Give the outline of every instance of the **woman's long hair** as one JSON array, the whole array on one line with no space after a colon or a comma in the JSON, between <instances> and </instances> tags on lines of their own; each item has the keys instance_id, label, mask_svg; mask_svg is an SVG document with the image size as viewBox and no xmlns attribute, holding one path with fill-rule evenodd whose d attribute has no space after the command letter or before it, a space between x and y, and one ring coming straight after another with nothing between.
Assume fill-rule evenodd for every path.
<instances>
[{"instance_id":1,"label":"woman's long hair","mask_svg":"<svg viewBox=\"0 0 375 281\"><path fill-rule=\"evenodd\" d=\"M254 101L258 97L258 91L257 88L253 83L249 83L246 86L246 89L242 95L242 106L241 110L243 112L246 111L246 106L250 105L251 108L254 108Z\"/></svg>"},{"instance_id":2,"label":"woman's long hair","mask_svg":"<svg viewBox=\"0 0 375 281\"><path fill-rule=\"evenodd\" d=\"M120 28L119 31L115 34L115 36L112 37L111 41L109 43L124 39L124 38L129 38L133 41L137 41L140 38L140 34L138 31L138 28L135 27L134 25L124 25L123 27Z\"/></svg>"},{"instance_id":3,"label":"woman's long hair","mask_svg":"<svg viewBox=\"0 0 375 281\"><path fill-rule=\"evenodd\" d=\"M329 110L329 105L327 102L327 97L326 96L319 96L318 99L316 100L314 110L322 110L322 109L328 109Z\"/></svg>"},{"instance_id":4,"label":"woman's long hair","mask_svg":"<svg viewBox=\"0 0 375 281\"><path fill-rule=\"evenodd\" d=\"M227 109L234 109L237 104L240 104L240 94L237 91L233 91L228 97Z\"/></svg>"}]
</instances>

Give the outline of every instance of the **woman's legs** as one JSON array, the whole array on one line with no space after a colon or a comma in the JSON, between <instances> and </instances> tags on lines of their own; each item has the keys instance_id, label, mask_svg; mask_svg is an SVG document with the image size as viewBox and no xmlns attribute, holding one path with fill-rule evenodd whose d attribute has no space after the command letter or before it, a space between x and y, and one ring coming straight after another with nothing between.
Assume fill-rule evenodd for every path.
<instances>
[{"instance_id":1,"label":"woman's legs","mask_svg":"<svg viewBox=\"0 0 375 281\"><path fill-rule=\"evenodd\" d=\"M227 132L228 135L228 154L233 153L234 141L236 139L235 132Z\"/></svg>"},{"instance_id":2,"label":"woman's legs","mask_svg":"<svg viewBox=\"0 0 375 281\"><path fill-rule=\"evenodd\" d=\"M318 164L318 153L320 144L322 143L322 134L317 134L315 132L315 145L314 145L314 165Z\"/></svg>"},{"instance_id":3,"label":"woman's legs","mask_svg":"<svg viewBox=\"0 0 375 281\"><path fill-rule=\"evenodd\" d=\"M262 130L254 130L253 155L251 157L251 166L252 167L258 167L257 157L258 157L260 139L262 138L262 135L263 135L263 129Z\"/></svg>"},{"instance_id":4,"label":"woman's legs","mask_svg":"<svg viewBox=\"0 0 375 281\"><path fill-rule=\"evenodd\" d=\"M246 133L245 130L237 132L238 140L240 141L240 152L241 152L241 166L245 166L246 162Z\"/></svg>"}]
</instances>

===============

▸ About this exercise:
The entries above need to be transcribed with no differences at all.

▸ Solution:
Give the outline of every instance of the **woman's long hair** as one JSON array, the whole array on one line with no space after a colon or a comma in the JSON, between <instances> and </instances> tags on lines of their own; each item has the keys instance_id, label, mask_svg; mask_svg is an SVG document with the image size as viewBox and no xmlns attribute, holding one path with fill-rule evenodd whose d attribute has no space after the command letter or before it, a space between x and y, and one ring coming straight after another with nothing between.
Assume fill-rule evenodd for every path.
<instances>
[{"instance_id":1,"label":"woman's long hair","mask_svg":"<svg viewBox=\"0 0 375 281\"><path fill-rule=\"evenodd\" d=\"M254 101L258 97L258 91L257 88L253 83L249 83L246 86L246 89L242 95L242 106L241 110L243 112L246 111L246 106L250 105L251 108L254 108Z\"/></svg>"},{"instance_id":2,"label":"woman's long hair","mask_svg":"<svg viewBox=\"0 0 375 281\"><path fill-rule=\"evenodd\" d=\"M120 28L119 31L115 34L115 36L112 37L111 41L109 43L124 39L124 38L129 38L133 41L137 41L140 38L140 34L138 31L138 28L135 27L134 25L124 25L123 27Z\"/></svg>"},{"instance_id":3,"label":"woman's long hair","mask_svg":"<svg viewBox=\"0 0 375 281\"><path fill-rule=\"evenodd\" d=\"M329 110L329 105L327 102L327 97L326 96L319 96L318 99L316 100L314 110L322 110L322 109L328 109Z\"/></svg>"},{"instance_id":4,"label":"woman's long hair","mask_svg":"<svg viewBox=\"0 0 375 281\"><path fill-rule=\"evenodd\" d=\"M227 109L234 109L237 104L240 104L240 94L237 91L233 91L228 97Z\"/></svg>"}]
</instances>

Give the outline of every instance of the **woman's legs** as one JSON array, the whole array on one line with no space after a colon or a comma in the JSON, between <instances> and </instances> tags on lines of their own; each item has the keys instance_id, label, mask_svg; mask_svg is an SVG document with the image size as viewBox and no xmlns attribute, holding one path with fill-rule evenodd whose d attribute has no space after the command letter or before it, a space between x and y, and one ring coming straight after another with nothing between.
Assume fill-rule evenodd for every path.
<instances>
[{"instance_id":1,"label":"woman's legs","mask_svg":"<svg viewBox=\"0 0 375 281\"><path fill-rule=\"evenodd\" d=\"M227 132L228 135L228 154L233 153L234 141L236 139L235 132Z\"/></svg>"},{"instance_id":2,"label":"woman's legs","mask_svg":"<svg viewBox=\"0 0 375 281\"><path fill-rule=\"evenodd\" d=\"M318 164L318 153L320 144L322 143L322 134L317 134L315 132L315 145L314 145L314 165Z\"/></svg>"},{"instance_id":3,"label":"woman's legs","mask_svg":"<svg viewBox=\"0 0 375 281\"><path fill-rule=\"evenodd\" d=\"M262 130L254 130L253 155L251 157L251 166L252 167L258 167L257 157L258 157L260 139L262 138L262 135L263 135L263 129Z\"/></svg>"},{"instance_id":4,"label":"woman's legs","mask_svg":"<svg viewBox=\"0 0 375 281\"><path fill-rule=\"evenodd\" d=\"M246 133L245 130L237 132L238 140L240 141L240 152L241 152L241 166L245 166L246 162Z\"/></svg>"}]
</instances>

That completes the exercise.